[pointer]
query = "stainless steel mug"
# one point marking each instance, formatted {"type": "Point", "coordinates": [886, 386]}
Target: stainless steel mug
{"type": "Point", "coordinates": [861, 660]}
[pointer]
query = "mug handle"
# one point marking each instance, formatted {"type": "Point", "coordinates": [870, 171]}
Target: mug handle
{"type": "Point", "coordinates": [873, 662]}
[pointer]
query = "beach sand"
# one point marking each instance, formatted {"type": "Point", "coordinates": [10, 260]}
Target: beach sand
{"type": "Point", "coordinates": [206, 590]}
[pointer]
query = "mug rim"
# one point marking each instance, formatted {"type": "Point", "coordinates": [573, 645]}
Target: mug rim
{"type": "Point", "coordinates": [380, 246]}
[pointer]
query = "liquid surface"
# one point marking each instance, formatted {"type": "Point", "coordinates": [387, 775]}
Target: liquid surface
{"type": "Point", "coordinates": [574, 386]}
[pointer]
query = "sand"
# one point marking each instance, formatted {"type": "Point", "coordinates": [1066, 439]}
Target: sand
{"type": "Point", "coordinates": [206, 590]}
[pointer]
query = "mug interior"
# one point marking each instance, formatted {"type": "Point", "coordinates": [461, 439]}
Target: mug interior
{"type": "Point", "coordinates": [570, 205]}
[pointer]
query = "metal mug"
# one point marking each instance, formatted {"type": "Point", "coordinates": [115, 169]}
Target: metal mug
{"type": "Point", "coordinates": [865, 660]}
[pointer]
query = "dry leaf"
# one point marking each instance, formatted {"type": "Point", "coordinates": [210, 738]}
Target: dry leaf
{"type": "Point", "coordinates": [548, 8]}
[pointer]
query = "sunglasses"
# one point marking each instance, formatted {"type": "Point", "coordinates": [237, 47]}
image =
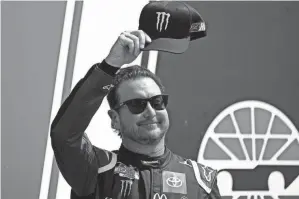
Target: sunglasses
{"type": "Point", "coordinates": [138, 105]}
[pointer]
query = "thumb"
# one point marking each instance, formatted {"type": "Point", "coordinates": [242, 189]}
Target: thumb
{"type": "Point", "coordinates": [147, 38]}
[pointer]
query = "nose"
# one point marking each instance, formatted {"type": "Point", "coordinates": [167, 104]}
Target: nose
{"type": "Point", "coordinates": [149, 111]}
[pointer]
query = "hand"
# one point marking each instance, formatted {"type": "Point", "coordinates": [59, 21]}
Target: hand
{"type": "Point", "coordinates": [127, 48]}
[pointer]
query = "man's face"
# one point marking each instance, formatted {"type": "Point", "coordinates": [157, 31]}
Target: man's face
{"type": "Point", "coordinates": [151, 125]}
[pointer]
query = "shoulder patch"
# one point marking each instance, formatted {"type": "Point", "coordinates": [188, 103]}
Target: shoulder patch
{"type": "Point", "coordinates": [110, 165]}
{"type": "Point", "coordinates": [204, 175]}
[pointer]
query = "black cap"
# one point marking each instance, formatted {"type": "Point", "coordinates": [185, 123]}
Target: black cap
{"type": "Point", "coordinates": [171, 25]}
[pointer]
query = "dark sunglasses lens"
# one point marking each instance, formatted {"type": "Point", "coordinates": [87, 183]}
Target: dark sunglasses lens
{"type": "Point", "coordinates": [159, 102]}
{"type": "Point", "coordinates": [136, 106]}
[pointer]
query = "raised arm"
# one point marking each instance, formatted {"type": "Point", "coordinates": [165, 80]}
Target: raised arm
{"type": "Point", "coordinates": [77, 159]}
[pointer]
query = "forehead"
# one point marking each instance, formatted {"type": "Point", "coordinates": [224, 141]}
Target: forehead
{"type": "Point", "coordinates": [144, 87]}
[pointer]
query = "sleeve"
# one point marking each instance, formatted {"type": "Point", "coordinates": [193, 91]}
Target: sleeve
{"type": "Point", "coordinates": [215, 194]}
{"type": "Point", "coordinates": [207, 179]}
{"type": "Point", "coordinates": [78, 160]}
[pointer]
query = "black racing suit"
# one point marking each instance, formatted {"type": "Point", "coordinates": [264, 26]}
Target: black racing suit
{"type": "Point", "coordinates": [94, 173]}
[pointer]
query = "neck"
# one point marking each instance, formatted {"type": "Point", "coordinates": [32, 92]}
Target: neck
{"type": "Point", "coordinates": [152, 150]}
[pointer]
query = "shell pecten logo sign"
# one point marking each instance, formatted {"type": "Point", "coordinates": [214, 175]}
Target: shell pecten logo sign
{"type": "Point", "coordinates": [255, 147]}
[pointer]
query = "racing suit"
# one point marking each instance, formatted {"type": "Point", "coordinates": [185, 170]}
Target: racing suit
{"type": "Point", "coordinates": [94, 173]}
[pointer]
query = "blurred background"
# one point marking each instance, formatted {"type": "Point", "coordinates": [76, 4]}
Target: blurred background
{"type": "Point", "coordinates": [233, 94]}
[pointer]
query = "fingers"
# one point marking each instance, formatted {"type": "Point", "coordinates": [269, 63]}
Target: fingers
{"type": "Point", "coordinates": [143, 37]}
{"type": "Point", "coordinates": [135, 40]}
{"type": "Point", "coordinates": [127, 42]}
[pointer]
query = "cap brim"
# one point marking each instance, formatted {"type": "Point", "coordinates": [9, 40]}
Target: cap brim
{"type": "Point", "coordinates": [169, 45]}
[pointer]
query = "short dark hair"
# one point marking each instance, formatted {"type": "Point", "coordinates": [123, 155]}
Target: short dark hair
{"type": "Point", "coordinates": [130, 73]}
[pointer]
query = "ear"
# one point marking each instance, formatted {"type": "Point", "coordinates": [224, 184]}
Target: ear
{"type": "Point", "coordinates": [115, 121]}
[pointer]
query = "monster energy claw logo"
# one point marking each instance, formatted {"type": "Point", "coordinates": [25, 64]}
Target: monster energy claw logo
{"type": "Point", "coordinates": [158, 196]}
{"type": "Point", "coordinates": [126, 186]}
{"type": "Point", "coordinates": [161, 19]}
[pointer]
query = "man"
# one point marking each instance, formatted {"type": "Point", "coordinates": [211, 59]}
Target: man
{"type": "Point", "coordinates": [143, 167]}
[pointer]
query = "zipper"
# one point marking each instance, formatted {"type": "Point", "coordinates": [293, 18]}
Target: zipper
{"type": "Point", "coordinates": [152, 184]}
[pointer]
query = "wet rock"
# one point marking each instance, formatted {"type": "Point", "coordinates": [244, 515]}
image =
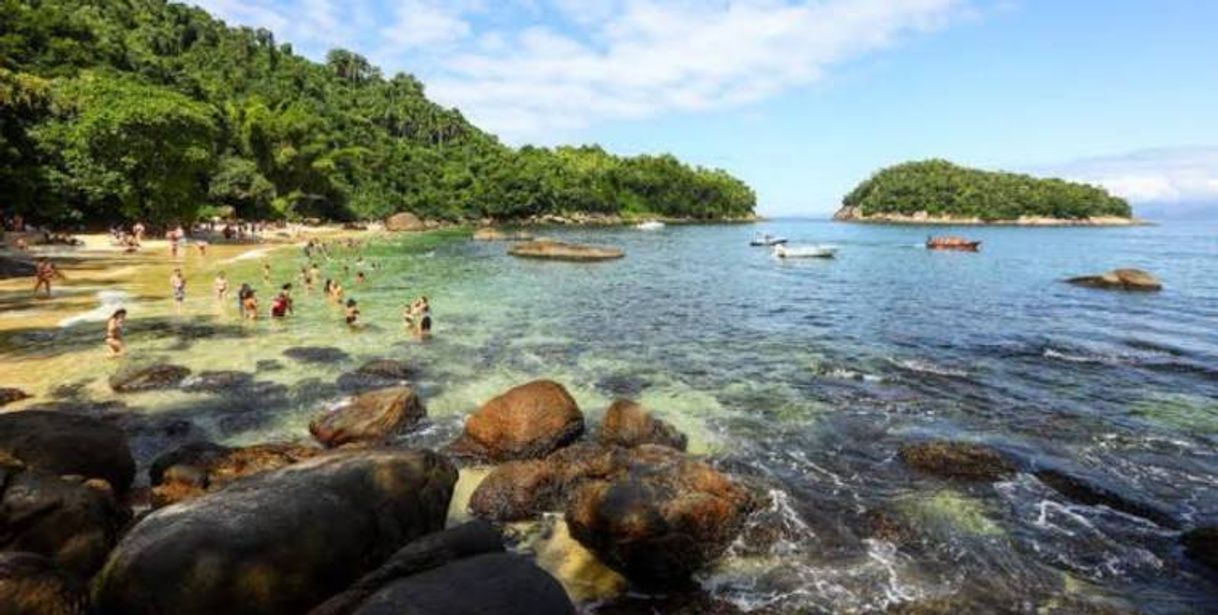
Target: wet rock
{"type": "Point", "coordinates": [72, 523]}
{"type": "Point", "coordinates": [629, 424]}
{"type": "Point", "coordinates": [372, 417]}
{"type": "Point", "coordinates": [281, 541]}
{"type": "Point", "coordinates": [10, 395]}
{"type": "Point", "coordinates": [957, 460]}
{"type": "Point", "coordinates": [67, 443]}
{"type": "Point", "coordinates": [661, 519]}
{"type": "Point", "coordinates": [197, 468]}
{"type": "Point", "coordinates": [33, 585]}
{"type": "Point", "coordinates": [218, 381]}
{"type": "Point", "coordinates": [551, 250]}
{"type": "Point", "coordinates": [147, 378]}
{"type": "Point", "coordinates": [316, 354]}
{"type": "Point", "coordinates": [1201, 544]}
{"type": "Point", "coordinates": [1119, 279]}
{"type": "Point", "coordinates": [1093, 493]}
{"type": "Point", "coordinates": [528, 421]}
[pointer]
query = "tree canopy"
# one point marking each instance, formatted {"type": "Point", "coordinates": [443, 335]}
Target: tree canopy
{"type": "Point", "coordinates": [940, 188]}
{"type": "Point", "coordinates": [143, 108]}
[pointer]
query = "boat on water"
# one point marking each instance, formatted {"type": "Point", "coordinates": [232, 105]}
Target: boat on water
{"type": "Point", "coordinates": [767, 240]}
{"type": "Point", "coordinates": [953, 242]}
{"type": "Point", "coordinates": [804, 251]}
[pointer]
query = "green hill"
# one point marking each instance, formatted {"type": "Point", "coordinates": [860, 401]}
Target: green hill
{"type": "Point", "coordinates": [141, 108]}
{"type": "Point", "coordinates": [945, 190]}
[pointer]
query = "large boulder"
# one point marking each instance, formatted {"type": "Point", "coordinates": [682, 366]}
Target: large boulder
{"type": "Point", "coordinates": [629, 424]}
{"type": "Point", "coordinates": [1119, 279]}
{"type": "Point", "coordinates": [551, 250]}
{"type": "Point", "coordinates": [197, 468]}
{"type": "Point", "coordinates": [372, 417]}
{"type": "Point", "coordinates": [281, 541]}
{"type": "Point", "coordinates": [660, 520]}
{"type": "Point", "coordinates": [33, 585]}
{"type": "Point", "coordinates": [404, 221]}
{"type": "Point", "coordinates": [957, 460]}
{"type": "Point", "coordinates": [147, 378]}
{"type": "Point", "coordinates": [73, 523]}
{"type": "Point", "coordinates": [528, 421]}
{"type": "Point", "coordinates": [68, 445]}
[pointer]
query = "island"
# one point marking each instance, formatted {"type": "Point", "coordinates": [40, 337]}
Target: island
{"type": "Point", "coordinates": [937, 191]}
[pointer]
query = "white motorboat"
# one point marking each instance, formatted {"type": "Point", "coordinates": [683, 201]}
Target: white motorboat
{"type": "Point", "coordinates": [804, 251]}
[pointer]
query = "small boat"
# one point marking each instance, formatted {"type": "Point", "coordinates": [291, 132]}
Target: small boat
{"type": "Point", "coordinates": [804, 251]}
{"type": "Point", "coordinates": [953, 242]}
{"type": "Point", "coordinates": [767, 240]}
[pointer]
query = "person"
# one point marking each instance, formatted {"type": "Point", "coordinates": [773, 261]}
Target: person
{"type": "Point", "coordinates": [115, 331]}
{"type": "Point", "coordinates": [178, 284]}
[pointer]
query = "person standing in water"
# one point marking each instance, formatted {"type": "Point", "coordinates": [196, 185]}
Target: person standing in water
{"type": "Point", "coordinates": [115, 331]}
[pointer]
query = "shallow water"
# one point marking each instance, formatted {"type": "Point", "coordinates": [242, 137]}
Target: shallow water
{"type": "Point", "coordinates": [804, 375]}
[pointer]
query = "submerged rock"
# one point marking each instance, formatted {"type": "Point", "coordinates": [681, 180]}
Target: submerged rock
{"type": "Point", "coordinates": [959, 460]}
{"type": "Point", "coordinates": [528, 421]}
{"type": "Point", "coordinates": [33, 585]}
{"type": "Point", "coordinates": [553, 250]}
{"type": "Point", "coordinates": [629, 424]}
{"type": "Point", "coordinates": [1119, 279]}
{"type": "Point", "coordinates": [372, 417]}
{"type": "Point", "coordinates": [661, 519]}
{"type": "Point", "coordinates": [281, 541]}
{"type": "Point", "coordinates": [149, 378]}
{"type": "Point", "coordinates": [68, 445]}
________________
• WRITTEN INSTRUCTION
Extract every line in the records above that contains the word "tree".

• IN RESPONSE
query = "tree canopy"
Target: tree canopy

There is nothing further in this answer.